## Task statement
Provide again, from the entries below, every line from the one containing "box: [293, 232, 383, 272]" through the one containing "229L330 239L310 257L305", exactly as written, and no other line.

## Raw data
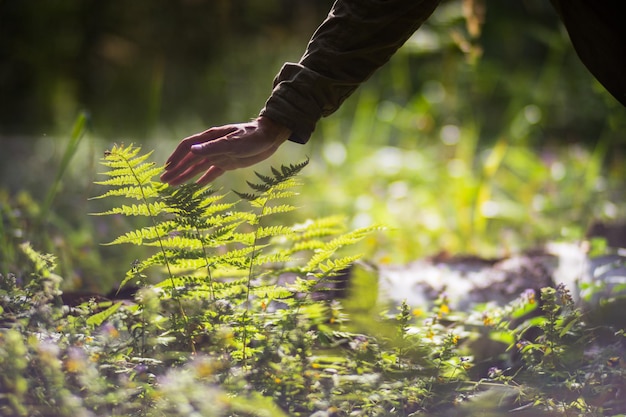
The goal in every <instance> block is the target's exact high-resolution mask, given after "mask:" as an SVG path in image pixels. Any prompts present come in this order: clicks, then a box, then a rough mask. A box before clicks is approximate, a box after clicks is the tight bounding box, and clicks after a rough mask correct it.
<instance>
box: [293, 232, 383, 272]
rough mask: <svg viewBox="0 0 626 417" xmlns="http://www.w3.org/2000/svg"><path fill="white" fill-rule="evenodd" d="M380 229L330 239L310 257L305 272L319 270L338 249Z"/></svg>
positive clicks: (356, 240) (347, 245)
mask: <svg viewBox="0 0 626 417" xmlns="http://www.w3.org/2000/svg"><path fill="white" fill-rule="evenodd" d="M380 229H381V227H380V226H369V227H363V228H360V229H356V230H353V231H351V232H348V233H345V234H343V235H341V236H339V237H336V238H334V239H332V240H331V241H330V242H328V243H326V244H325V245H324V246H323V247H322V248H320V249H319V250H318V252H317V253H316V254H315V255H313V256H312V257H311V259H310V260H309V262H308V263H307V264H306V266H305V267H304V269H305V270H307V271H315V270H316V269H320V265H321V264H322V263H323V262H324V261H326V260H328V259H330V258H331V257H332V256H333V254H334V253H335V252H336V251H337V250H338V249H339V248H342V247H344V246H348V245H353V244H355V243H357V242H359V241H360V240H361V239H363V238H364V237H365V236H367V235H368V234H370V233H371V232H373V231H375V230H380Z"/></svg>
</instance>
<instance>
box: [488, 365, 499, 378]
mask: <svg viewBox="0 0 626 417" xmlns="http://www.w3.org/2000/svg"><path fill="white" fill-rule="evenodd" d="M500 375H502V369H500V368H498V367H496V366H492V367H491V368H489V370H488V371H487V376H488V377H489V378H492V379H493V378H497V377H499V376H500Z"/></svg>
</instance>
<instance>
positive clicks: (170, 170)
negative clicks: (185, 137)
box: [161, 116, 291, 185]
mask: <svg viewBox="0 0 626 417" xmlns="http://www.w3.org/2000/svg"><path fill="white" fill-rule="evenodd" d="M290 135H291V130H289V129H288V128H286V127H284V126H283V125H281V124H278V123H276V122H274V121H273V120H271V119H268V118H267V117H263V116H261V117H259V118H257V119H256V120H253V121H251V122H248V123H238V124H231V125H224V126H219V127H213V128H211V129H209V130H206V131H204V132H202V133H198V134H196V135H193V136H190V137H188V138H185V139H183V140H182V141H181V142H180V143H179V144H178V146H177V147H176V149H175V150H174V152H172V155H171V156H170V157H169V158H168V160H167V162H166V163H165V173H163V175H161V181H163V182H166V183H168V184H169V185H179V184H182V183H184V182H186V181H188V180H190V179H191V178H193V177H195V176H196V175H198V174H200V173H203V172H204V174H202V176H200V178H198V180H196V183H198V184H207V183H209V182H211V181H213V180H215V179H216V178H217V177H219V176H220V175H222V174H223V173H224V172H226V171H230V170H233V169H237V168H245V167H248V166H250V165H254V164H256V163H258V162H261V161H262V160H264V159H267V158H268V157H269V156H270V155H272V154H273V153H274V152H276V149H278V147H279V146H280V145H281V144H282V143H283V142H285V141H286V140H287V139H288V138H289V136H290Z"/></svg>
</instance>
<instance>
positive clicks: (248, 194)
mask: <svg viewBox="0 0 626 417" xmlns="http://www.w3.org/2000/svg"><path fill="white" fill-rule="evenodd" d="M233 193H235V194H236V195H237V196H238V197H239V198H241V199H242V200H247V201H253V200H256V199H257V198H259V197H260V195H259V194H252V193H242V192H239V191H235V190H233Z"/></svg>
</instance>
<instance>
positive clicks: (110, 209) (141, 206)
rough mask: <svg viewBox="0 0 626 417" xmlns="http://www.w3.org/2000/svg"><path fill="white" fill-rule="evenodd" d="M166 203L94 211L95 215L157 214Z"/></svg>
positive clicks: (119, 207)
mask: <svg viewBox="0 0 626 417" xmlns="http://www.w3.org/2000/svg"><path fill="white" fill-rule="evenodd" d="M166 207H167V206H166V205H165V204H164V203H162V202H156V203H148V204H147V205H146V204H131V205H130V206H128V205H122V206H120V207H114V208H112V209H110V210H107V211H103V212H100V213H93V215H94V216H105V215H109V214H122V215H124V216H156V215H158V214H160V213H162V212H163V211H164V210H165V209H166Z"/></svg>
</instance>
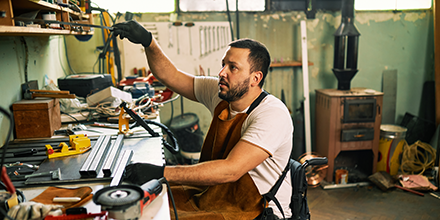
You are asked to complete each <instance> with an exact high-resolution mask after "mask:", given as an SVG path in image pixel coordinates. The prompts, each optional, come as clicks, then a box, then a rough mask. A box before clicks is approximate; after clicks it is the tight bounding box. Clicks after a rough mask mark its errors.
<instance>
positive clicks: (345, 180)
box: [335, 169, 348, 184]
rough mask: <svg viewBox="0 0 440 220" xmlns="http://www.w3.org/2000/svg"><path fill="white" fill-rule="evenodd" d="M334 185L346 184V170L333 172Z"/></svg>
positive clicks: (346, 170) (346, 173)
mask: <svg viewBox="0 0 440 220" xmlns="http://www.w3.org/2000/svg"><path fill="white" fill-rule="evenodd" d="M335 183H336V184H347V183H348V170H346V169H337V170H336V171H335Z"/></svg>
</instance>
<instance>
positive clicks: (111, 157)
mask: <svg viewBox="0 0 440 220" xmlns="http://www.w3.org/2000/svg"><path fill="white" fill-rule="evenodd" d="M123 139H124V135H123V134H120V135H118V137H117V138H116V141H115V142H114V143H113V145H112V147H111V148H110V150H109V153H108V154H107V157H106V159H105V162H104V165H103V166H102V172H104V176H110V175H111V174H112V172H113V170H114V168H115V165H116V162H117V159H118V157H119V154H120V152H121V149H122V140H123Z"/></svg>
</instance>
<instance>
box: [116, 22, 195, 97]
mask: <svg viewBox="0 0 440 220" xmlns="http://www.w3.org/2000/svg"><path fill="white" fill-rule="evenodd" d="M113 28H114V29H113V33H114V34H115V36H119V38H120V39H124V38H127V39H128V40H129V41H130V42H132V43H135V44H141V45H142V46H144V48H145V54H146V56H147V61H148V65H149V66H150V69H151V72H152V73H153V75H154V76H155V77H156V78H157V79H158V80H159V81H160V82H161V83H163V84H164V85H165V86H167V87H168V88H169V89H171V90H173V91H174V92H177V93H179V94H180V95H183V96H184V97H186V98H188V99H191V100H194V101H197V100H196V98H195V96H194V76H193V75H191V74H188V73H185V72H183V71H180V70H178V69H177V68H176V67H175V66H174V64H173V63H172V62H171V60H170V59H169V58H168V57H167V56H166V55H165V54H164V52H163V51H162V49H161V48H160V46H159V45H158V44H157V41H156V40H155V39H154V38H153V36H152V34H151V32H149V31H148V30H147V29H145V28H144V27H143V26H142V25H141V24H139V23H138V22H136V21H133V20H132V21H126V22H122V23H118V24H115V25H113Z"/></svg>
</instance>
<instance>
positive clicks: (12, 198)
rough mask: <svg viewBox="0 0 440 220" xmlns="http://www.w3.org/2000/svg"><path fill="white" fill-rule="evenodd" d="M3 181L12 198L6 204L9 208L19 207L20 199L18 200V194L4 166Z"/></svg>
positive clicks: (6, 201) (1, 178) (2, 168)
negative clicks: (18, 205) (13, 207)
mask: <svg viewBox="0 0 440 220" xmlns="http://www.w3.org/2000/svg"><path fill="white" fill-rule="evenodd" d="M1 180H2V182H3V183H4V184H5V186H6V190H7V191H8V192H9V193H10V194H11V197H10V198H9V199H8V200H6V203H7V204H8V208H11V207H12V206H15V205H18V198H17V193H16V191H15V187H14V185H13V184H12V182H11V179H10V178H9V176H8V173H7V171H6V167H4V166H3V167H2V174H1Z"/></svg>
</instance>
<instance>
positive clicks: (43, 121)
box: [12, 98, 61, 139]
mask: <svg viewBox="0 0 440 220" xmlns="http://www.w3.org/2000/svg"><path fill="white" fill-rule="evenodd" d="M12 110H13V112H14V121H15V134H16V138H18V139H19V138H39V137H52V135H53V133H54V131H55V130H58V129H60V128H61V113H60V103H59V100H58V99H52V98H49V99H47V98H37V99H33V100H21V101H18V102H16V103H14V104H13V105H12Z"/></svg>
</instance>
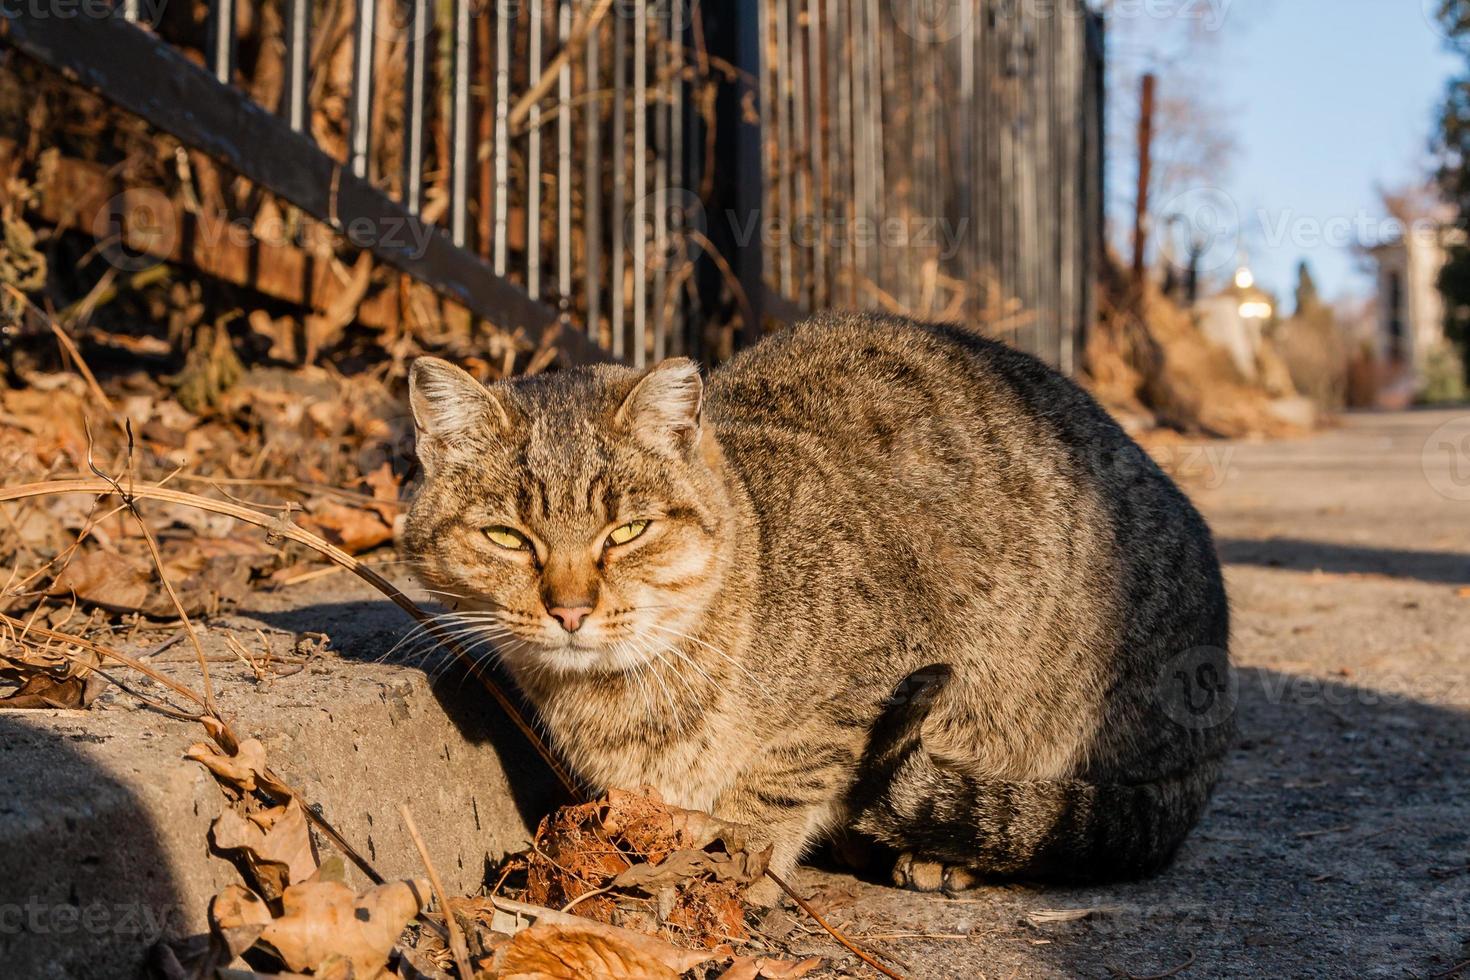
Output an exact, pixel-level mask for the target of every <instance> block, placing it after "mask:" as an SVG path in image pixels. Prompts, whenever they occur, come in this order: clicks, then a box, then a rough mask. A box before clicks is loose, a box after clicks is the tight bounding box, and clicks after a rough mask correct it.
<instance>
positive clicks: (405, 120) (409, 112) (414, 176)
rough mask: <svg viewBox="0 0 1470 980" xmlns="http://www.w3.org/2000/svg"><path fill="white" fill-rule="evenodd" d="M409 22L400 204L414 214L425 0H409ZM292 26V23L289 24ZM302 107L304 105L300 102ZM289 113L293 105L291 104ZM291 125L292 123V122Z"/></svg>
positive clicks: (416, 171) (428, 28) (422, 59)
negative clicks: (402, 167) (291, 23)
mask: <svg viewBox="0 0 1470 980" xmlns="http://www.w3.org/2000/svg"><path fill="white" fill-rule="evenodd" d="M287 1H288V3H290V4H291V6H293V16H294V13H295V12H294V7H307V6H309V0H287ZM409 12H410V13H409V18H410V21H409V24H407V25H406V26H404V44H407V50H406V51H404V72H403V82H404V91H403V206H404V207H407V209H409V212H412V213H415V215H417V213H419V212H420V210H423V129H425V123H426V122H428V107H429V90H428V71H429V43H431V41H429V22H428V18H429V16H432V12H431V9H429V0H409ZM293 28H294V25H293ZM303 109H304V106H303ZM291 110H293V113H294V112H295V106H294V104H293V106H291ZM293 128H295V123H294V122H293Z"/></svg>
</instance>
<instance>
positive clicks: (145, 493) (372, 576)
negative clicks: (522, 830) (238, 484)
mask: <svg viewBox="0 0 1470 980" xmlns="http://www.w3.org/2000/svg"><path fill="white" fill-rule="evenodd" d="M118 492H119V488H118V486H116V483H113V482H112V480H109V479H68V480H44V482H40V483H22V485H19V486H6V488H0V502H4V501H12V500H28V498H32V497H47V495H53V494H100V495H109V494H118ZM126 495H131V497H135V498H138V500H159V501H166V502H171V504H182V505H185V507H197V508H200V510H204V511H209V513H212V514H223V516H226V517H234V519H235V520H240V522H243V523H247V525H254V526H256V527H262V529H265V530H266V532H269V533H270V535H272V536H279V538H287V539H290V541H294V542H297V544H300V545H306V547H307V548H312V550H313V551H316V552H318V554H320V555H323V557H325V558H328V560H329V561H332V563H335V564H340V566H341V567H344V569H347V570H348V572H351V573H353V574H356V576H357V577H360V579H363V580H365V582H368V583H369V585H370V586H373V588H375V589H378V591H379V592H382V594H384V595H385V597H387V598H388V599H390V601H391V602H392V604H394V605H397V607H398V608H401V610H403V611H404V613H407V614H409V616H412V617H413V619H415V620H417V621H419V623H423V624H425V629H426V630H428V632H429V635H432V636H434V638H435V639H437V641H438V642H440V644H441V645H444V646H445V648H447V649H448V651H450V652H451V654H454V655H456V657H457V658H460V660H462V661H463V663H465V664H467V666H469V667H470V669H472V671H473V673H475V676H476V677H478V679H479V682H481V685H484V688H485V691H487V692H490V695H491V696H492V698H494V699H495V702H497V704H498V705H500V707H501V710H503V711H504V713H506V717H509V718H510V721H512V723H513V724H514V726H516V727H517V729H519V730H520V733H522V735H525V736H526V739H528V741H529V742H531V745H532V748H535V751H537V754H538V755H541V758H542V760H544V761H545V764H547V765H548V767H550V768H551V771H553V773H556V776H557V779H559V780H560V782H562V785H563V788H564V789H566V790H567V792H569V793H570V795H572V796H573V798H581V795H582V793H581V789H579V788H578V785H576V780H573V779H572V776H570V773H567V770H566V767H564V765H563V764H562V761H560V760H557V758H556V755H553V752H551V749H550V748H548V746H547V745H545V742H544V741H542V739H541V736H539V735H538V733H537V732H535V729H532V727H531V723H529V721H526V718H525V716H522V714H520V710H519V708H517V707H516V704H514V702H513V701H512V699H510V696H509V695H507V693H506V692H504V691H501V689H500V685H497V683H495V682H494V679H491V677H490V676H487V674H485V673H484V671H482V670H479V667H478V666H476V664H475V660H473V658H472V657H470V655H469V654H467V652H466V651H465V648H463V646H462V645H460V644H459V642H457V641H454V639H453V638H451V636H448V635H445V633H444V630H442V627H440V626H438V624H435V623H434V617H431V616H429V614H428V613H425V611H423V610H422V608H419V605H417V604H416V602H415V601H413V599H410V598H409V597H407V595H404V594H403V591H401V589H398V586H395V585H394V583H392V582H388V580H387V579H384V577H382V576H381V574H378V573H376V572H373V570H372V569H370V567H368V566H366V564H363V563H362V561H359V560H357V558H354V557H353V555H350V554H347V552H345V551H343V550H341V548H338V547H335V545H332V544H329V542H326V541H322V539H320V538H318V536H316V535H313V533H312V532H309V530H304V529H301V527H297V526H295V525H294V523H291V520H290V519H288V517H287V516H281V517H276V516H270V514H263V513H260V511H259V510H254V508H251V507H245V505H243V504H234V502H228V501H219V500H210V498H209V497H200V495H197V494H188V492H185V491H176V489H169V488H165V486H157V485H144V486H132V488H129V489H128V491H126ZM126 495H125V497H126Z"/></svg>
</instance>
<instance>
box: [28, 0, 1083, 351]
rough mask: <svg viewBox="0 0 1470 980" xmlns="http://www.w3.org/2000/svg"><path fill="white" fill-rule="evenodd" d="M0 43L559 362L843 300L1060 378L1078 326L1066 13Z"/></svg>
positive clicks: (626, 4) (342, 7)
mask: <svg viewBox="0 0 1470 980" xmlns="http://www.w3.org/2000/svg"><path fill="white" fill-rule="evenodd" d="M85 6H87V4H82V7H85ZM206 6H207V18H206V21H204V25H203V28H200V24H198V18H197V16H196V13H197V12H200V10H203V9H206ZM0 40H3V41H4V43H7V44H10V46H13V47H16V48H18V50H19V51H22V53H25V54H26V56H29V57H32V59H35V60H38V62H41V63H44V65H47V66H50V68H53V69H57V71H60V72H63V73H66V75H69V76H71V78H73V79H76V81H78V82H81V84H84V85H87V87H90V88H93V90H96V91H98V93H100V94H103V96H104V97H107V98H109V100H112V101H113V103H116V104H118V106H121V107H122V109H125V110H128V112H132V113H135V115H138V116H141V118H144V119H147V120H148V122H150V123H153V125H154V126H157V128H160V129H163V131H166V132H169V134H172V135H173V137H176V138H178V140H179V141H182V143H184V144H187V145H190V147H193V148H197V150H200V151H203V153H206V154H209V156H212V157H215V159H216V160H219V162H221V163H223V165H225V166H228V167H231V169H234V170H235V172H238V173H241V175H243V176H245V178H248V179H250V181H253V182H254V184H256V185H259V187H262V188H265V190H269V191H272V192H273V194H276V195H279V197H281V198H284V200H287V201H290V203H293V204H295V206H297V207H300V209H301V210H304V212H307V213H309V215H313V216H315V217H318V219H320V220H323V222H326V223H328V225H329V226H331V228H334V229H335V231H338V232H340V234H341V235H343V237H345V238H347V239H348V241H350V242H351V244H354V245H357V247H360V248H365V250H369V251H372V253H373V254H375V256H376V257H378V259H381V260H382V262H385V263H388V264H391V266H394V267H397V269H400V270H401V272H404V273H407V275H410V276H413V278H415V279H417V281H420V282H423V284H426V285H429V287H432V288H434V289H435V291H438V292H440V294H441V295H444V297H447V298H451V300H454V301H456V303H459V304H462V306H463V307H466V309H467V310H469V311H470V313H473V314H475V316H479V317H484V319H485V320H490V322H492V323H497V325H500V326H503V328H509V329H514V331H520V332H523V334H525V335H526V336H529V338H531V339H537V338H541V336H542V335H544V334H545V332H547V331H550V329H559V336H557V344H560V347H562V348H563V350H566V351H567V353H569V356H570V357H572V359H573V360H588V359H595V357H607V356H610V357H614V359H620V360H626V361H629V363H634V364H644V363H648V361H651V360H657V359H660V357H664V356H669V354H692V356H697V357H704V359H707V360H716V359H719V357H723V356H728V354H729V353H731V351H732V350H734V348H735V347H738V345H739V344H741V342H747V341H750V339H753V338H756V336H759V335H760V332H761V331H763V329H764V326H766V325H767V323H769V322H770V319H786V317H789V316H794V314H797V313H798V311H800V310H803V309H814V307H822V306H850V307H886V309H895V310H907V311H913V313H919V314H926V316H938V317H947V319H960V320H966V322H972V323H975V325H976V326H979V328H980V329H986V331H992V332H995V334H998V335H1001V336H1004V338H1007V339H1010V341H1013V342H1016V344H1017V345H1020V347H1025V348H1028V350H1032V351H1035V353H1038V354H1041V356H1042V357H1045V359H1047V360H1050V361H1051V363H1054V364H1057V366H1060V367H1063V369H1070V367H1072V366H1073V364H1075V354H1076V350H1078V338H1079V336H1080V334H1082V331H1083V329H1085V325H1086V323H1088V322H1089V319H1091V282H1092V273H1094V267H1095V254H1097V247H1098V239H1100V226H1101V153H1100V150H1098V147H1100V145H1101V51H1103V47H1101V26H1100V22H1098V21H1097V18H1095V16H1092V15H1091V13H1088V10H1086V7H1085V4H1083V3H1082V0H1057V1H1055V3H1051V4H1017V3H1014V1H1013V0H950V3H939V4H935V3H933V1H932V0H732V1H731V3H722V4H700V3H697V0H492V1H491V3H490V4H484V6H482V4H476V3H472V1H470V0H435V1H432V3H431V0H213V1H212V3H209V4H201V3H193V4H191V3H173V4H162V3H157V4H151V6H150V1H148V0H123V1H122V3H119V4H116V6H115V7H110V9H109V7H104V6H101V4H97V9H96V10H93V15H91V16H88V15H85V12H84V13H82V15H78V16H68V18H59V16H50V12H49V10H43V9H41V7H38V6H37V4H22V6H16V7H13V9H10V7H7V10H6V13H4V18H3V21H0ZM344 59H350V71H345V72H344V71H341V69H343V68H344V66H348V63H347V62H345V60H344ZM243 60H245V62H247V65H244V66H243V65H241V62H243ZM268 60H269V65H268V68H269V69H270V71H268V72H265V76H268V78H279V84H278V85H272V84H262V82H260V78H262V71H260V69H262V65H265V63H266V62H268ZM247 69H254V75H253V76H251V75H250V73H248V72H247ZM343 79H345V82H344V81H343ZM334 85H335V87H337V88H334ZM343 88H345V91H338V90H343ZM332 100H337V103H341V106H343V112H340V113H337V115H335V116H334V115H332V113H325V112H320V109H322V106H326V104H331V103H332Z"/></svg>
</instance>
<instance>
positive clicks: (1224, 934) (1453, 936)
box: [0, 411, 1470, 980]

## Task result
box: [293, 232, 383, 272]
rough mask: <svg viewBox="0 0 626 417" xmlns="http://www.w3.org/2000/svg"><path fill="white" fill-rule="evenodd" d="M380 229L330 239L310 257L305 272L319 270L338 249Z"/></svg>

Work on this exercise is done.